→ **What needs to be done**:
Quote each of the lines below verbatim.

→ **Supplied records**:

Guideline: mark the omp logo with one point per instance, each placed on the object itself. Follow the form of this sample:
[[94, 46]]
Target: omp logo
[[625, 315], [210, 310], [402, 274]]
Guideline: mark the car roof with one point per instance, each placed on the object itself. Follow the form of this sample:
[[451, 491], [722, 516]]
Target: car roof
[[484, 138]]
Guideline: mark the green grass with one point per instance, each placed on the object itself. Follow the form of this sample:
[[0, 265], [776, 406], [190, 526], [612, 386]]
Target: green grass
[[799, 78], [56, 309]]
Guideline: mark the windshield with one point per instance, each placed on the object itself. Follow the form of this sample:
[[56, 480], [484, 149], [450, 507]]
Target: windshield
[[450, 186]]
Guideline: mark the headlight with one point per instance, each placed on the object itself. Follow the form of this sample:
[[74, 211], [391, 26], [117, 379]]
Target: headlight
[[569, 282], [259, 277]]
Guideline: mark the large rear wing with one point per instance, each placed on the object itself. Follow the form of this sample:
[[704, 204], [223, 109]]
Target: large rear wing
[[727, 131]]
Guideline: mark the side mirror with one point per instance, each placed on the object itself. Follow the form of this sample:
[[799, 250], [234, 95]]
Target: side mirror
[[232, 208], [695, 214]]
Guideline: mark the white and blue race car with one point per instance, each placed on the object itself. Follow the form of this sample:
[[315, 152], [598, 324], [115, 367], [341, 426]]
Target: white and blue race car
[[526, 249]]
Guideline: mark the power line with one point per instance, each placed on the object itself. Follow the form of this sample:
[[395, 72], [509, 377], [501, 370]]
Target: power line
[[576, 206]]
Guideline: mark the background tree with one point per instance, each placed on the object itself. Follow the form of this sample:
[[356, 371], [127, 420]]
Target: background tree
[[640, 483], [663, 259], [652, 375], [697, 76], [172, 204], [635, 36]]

→ **Solution below**:
Guideline: mark the omp logo with one point per instance, each placed on the object itself. Follow the form of this sample:
[[94, 46]]
Target: omp logo
[[625, 315], [210, 310], [402, 274]]
Guideline: mark the car roof with one point per instance, each placed on the object itself. Follow the form of this sample:
[[451, 491], [722, 516]]
Target: car roof
[[484, 138]]
Guideline: mark the green grass with one point per instance, each placed on the object itself. Follow the form of this sample:
[[0, 265], [776, 406], [190, 526], [612, 386]]
Target: green grass
[[799, 78], [56, 309]]
Guideline: mark the windshield with one point per instance, each placed on the object itself. Follow the form of this sample:
[[56, 480], [484, 149], [450, 507]]
Target: windshield
[[450, 186]]
Guideline: mark the headlight with one point per instance, each placed on the object itself. Follow the form of this sample:
[[74, 211], [391, 26], [117, 379]]
Target: headlight
[[569, 282], [259, 277]]
Guideline: mark the large rear wing with one point per instance, each placed on the object itself. Follow the form of this sample:
[[704, 204], [223, 109]]
Target: large rear wing
[[727, 131]]
Guideline: mark the side mirror with one point per instance, each placed on the object itself. Follow the form of this sample:
[[799, 250], [234, 95]]
Target: side mirror
[[232, 208], [695, 214]]
Guideline: mark the white and blue race car with one point per instance, each placed on the object itself. Follow the form of this sample:
[[315, 152], [598, 324], [115, 367], [341, 426]]
Target: white and blue race car
[[526, 249]]
Guideline: mark the power line with one point per instance, each placed on the object itself. Follow the form of this sample:
[[395, 72], [509, 377], [501, 370]]
Target: power line
[[576, 206]]
Guideline: mark the background tree with one point per instance, each placed on the object itself. Follow the form of this sample:
[[356, 371], [127, 420]]
Target: background tree
[[640, 483], [663, 259], [652, 375], [697, 76], [172, 204], [635, 36]]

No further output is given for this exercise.